Quoted passage:

###

    My theory is that by removing the air in & around the frames there will be no way that air will prevent liquid from just flowing into the, now really empty, cells. I would like some input on this idea please. I already have a HVAC style 7cfm vacuum pump and I also have a fairly complete machine shop at my home. I am also able to do any fabrication that I can possibly foresee as being required.
    My goal would be to build a chamber that can house 8-10 frames which are 19"L X 10"H X 1.375"W so this chamber will need to have a preferred ID of 20" X 11" X 14".
    The main reason I wish to pursue this method is because I feel, if set up properly, it will be a much cleaner way to fill frames AND will fill them completely.
    All other methods of feeding via filled frames consists of blasting streams of syrup at the comb in order to displace the air inside the cells and replace it with syrup.
    I have just completed a very time consuming project in which I designed & built a syrup spraying tank. This unit consist of a 3/4 hp motor, a bronze external gear pump driven by a reduction pulley system connected by a shaft using pillow blocks & jaw type coupling. The syrup gets pumped into a tank where I have 2 pipes with 70 3/64" holes in each. The pipes are separated by 4 inches and they spray sugar syrup at each other when the pump is running. I takes frames of comb and dip them between these spray bars and the frames fill with syrup. As I mentioned this has been a very time consuming & somewhat expensive project. Once I finally got it running properly I discovered that there was simply no way of using this unit without getting sugar syrup all over the floor and whatever else is nearby. I can't explain it but the stuff just gets all over. When this happens & it is above 45*F the bees will be around the syrup like you wouldn't believe & will stay on the feed until dark.

###

Problems to work on:
A: In the frame-feeding post, rewrite the stretch from "My goal would" through "it with syrup.", swapping "chamber" for "vessel".
B: According to the frame-feeding post, what size motor drives the syrup spraying tank?
C: Summarize the frame-feeding post in two sentences.

###

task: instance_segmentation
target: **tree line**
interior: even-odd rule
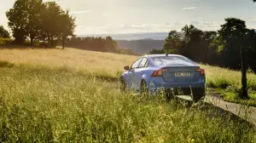
[[[245,21],[227,18],[217,31],[200,30],[193,25],[181,31],[171,31],[163,49],[150,54],[177,54],[197,62],[241,69],[241,47],[245,49],[247,68],[256,73],[256,31],[247,29]]]
[[[117,40],[119,47],[125,49],[131,49],[134,53],[143,54],[154,48],[160,48],[164,40],[140,39],[140,40]]]
[[[181,32],[171,31],[163,49],[150,54],[177,54],[195,61],[230,69],[241,70],[241,98],[247,98],[247,70],[256,73],[256,31],[247,28],[246,22],[227,18],[217,31],[204,31],[185,26]]]
[[[106,37],[106,38],[102,38],[101,37],[73,37],[67,40],[66,45],[67,47],[76,48],[79,49],[118,53],[124,54],[135,54],[131,49],[119,49],[118,46],[118,43],[111,37]]]

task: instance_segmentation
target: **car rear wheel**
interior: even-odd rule
[[[195,89],[193,90],[193,101],[197,103],[203,100],[206,96],[206,89]]]
[[[121,77],[121,79],[120,79],[119,89],[120,89],[121,92],[125,92],[126,90],[125,79],[123,77]]]
[[[147,83],[144,80],[143,80],[141,83],[141,94],[142,95],[148,94],[148,89],[147,86]]]

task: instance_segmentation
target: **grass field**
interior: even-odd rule
[[[161,95],[120,93],[113,81],[136,58],[73,49],[1,50],[0,60],[9,62],[0,62],[0,142],[256,141],[252,125],[210,105],[188,109]],[[203,66],[216,85],[214,71],[230,74],[226,80],[239,75]]]

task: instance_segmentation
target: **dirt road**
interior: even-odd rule
[[[204,101],[248,120],[256,126],[256,107],[247,107],[239,104],[226,102],[220,98],[212,95],[206,96]]]

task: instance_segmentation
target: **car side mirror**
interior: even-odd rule
[[[129,71],[129,70],[130,70],[130,66],[125,66],[124,69],[125,69],[125,71]]]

###

Task solutions:
A:
My goal would be to build a vessel that can house 8-10 frames which are 19"L X 10"H X 1.375"W so this vessel will need to have a preferred ID of 20" X 11" X 14".
    The main reason I wish to pursue this method is because I feel, if set up properly, it will be a much cleaner way to fill frames AND will fill them completely.
    All other methods of feeding via filled frames consists of blasting streams of syrup at the comb in order to displace the air inside the cells and replace it with syrup.

B: A 3/4 hp motor.

C: The writer proposes building a vacuum chamber for 8-10 frames, reasoning that removing the air will let syrup flow freely into the empty cells for a cleaner and more complete fill, and asks for input on the idea. This follows a time-consuming and somewhat expensive spray-tank project that fills frames but gets sugar syrup all over the floor, which draws bees when it is above 45°F.